Across all the records below, how many lines contain "instance"? Respond with only the number.
__________________________________________________
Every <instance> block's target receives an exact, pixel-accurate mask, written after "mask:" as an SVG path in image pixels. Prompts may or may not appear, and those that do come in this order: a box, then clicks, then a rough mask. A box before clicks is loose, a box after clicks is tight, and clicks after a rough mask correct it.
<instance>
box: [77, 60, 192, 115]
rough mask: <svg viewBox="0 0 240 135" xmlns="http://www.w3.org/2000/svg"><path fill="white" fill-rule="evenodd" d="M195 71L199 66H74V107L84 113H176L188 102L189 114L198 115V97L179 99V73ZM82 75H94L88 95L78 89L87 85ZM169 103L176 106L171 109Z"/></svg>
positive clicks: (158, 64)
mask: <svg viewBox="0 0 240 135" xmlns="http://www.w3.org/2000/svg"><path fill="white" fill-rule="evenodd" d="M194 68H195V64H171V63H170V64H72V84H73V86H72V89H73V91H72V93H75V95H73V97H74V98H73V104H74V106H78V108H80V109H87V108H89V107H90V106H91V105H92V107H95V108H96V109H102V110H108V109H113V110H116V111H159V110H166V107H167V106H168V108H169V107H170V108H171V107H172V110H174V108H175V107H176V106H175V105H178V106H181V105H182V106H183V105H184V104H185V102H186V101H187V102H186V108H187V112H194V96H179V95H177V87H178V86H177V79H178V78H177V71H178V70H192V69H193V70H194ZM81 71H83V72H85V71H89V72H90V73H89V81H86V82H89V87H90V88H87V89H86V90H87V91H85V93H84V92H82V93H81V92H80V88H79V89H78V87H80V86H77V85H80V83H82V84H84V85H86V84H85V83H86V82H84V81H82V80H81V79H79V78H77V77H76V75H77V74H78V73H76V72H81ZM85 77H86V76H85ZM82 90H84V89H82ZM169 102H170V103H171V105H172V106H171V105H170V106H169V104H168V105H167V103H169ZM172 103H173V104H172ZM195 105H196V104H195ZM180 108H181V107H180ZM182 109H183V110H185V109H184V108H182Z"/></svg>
__________________________________________________
Output for this exercise »
2